- **Written problem**: Rewrite everything from the line containing "After examining the image, confirm if any distant building" down to the line containing "[829,492,1271,531]", increasing each bounding box coordinate by 32. Keep all other text on those lines unchanged.

- **Task input**:
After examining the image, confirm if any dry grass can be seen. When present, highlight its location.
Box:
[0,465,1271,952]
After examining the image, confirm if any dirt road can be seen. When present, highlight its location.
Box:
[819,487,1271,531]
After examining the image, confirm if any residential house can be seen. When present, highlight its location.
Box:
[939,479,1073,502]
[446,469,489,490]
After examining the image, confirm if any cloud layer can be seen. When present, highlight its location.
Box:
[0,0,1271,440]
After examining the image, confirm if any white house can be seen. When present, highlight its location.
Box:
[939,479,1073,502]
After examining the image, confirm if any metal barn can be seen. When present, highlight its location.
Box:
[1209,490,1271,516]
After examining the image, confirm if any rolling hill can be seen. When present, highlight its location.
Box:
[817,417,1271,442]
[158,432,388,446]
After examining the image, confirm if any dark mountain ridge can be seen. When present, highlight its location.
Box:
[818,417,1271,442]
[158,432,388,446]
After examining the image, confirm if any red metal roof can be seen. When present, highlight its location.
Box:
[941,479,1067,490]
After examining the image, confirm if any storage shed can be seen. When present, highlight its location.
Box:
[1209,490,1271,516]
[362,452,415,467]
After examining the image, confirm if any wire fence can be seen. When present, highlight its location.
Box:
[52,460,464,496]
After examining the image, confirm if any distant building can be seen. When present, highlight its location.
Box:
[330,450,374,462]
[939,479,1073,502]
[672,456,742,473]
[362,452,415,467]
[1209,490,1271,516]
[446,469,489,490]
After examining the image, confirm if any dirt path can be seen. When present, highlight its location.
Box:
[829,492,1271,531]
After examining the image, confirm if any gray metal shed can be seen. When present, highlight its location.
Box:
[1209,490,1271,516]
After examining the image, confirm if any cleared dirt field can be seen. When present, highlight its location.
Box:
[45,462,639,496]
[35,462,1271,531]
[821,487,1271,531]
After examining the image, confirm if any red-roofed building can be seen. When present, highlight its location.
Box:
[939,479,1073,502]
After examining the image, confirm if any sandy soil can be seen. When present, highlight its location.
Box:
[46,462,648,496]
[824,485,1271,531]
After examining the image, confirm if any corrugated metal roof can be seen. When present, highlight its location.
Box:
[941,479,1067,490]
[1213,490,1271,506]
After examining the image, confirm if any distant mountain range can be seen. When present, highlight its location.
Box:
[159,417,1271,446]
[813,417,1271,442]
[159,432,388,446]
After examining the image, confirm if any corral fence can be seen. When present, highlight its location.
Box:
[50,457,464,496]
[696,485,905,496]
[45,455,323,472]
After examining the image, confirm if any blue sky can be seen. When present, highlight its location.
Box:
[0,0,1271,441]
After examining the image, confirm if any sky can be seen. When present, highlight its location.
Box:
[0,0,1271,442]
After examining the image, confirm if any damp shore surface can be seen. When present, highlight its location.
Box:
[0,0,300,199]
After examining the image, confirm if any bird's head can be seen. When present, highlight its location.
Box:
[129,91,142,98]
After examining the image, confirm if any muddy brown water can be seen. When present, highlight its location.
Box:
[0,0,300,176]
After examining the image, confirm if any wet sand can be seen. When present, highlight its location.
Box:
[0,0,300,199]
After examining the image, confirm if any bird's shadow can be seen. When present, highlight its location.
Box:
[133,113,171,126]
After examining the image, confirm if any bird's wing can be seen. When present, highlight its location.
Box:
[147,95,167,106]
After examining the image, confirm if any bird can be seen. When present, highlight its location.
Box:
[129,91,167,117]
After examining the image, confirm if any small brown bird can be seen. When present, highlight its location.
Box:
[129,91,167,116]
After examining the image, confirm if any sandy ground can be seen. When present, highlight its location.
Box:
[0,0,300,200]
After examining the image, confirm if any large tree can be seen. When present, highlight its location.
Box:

---

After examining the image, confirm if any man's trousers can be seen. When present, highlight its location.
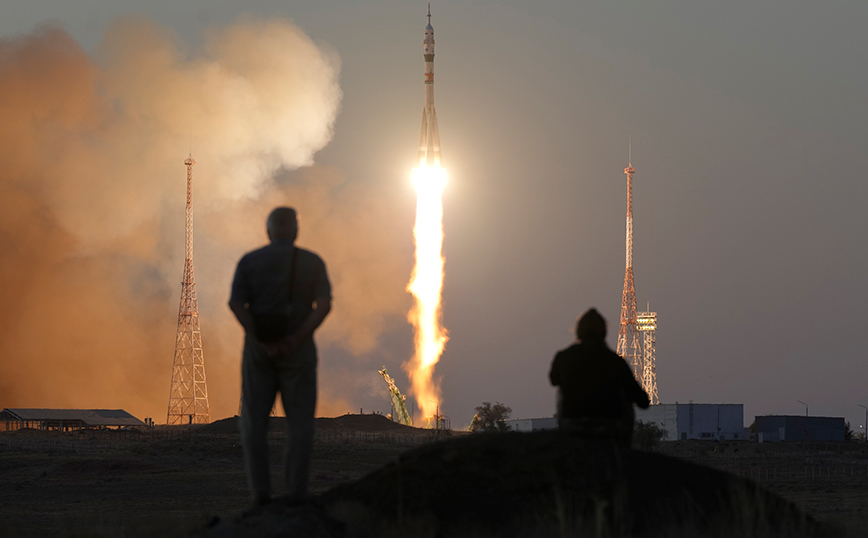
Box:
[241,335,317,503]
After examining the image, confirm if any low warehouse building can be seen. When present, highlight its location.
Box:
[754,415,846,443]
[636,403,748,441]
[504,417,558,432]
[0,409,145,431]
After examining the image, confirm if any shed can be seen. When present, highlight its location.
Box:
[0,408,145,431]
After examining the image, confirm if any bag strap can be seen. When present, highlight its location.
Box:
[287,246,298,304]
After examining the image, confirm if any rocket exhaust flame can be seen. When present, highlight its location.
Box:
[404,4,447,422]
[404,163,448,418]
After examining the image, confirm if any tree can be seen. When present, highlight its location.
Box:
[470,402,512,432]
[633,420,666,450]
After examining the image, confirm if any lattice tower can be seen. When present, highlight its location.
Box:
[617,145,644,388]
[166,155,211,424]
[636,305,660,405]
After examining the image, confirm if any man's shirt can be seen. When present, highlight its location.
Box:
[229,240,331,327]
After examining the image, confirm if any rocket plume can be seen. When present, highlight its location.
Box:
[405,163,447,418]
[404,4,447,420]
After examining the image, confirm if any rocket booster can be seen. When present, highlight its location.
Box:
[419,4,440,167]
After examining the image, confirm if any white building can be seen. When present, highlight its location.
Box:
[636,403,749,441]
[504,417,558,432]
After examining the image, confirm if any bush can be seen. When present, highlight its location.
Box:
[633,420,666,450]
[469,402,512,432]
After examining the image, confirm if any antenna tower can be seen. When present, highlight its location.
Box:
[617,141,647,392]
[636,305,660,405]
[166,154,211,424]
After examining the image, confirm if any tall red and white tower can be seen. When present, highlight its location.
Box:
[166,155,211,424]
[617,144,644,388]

--

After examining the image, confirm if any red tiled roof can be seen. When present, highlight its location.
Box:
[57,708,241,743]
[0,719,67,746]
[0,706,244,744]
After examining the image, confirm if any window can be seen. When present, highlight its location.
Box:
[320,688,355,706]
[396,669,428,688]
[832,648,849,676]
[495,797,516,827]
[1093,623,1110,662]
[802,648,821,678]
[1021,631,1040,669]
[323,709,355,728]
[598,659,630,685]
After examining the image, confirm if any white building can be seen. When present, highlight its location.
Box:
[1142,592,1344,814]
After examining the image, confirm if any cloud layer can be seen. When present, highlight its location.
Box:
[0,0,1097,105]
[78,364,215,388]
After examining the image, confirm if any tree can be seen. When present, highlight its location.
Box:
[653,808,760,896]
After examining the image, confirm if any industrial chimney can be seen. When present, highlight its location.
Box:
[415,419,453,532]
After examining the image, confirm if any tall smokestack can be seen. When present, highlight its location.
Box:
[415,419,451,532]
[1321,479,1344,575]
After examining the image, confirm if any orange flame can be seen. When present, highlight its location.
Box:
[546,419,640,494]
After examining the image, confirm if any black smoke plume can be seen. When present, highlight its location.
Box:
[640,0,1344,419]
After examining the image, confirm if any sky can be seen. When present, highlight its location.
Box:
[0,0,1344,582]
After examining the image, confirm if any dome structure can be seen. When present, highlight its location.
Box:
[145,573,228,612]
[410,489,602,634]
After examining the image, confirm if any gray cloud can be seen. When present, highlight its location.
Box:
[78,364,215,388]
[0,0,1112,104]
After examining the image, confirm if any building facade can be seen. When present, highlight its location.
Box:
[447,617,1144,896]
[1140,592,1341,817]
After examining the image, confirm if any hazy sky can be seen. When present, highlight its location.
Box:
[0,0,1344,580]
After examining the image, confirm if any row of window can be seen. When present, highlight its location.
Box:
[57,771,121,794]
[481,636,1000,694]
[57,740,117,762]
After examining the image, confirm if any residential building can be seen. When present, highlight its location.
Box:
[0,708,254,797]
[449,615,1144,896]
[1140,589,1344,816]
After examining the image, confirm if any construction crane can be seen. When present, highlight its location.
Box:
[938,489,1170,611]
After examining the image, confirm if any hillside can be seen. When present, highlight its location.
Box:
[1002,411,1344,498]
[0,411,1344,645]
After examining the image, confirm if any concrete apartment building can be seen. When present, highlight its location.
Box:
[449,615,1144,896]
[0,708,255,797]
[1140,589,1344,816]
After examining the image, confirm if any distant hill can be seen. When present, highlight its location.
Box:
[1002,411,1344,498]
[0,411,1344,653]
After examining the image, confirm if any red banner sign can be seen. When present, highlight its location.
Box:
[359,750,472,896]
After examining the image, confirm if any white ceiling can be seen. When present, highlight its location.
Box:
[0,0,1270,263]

- **Problem solution**:
After examining the image, confirm if any distant building can be seen. When present, highlight its location.
Box:
[362,482,406,494]
[971,511,1105,534]
[704,488,774,505]
[394,484,447,499]
[1241,522,1303,548]
[478,501,521,522]
After examining the image, confirm if any dirt path can be seen. When present, highlight its location.
Box:
[861,524,1303,563]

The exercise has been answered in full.